• **Task details**: Could you print the full listing again, exactly as written?

** Opening Source material block **

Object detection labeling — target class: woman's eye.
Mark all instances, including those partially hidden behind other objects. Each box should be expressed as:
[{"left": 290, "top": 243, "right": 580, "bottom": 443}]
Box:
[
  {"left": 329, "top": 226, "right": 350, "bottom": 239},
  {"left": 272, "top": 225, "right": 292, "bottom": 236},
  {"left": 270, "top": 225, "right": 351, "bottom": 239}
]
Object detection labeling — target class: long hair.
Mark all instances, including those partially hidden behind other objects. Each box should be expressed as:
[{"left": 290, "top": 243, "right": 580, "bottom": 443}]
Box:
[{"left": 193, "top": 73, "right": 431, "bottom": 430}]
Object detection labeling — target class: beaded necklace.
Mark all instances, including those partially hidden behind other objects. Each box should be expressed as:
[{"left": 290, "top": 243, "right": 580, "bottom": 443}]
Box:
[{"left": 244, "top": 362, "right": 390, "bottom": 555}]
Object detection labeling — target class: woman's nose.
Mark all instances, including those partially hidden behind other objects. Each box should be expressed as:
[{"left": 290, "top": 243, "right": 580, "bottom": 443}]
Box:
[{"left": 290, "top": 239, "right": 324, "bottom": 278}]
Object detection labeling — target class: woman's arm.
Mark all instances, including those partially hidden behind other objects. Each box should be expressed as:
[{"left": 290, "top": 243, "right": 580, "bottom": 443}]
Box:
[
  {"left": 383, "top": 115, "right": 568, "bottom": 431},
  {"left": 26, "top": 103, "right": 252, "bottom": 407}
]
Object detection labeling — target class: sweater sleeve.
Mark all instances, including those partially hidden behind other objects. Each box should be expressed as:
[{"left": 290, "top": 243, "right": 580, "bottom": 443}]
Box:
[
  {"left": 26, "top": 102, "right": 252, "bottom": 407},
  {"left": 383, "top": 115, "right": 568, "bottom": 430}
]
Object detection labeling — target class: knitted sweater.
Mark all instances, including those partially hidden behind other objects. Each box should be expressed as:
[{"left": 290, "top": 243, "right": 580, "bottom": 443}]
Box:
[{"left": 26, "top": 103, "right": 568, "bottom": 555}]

** Closing Source material block **

• **Result of this task**:
Object detection labeling — target class: woman's eye.
Mark all instances, including those partially hidden behind other objects. Each box should be expressed as:
[{"left": 290, "top": 243, "right": 580, "bottom": 443}]
Box:
[
  {"left": 329, "top": 226, "right": 350, "bottom": 239},
  {"left": 272, "top": 225, "right": 292, "bottom": 236},
  {"left": 270, "top": 225, "right": 351, "bottom": 239}
]
Object detection labeling — target class: long hair.
Mark all instances, including those partially hidden behind other objects. Each box should be expressed as:
[{"left": 290, "top": 243, "right": 580, "bottom": 443}]
Box:
[{"left": 193, "top": 73, "right": 431, "bottom": 430}]
Object detection labeling — target class: beaded necklace.
Mark all instances, including those partially hidden behind other objects. Each box should be expressed as:
[{"left": 290, "top": 243, "right": 580, "bottom": 443}]
Box:
[{"left": 244, "top": 362, "right": 390, "bottom": 555}]
Object detection labeling — target class: woman's nose.
Mark all instances, including those partially hidden behind other objects. Each box should be expressed as:
[{"left": 290, "top": 243, "right": 580, "bottom": 443}]
Box:
[{"left": 290, "top": 239, "right": 324, "bottom": 278}]
Object detection labeling — target class: woman's arm.
Mark all instances, including those partially hidden behind other objects. Each box should be expressed as:
[{"left": 290, "top": 243, "right": 580, "bottom": 443}]
Box:
[
  {"left": 383, "top": 115, "right": 568, "bottom": 431},
  {"left": 26, "top": 103, "right": 252, "bottom": 407}
]
Object detection labeling — target class: sweater sleeve.
Mark all instances, including those partially hidden behind other objects. Each box should be expressed as:
[{"left": 290, "top": 243, "right": 580, "bottom": 443}]
Box:
[
  {"left": 26, "top": 102, "right": 252, "bottom": 407},
  {"left": 383, "top": 115, "right": 568, "bottom": 430}
]
Object detection labeling — target class: knitted sweater.
Mark all instances, including those partially hidden behind other objects. Each box should be expressed as:
[{"left": 290, "top": 243, "right": 580, "bottom": 443}]
Box:
[{"left": 26, "top": 103, "right": 568, "bottom": 555}]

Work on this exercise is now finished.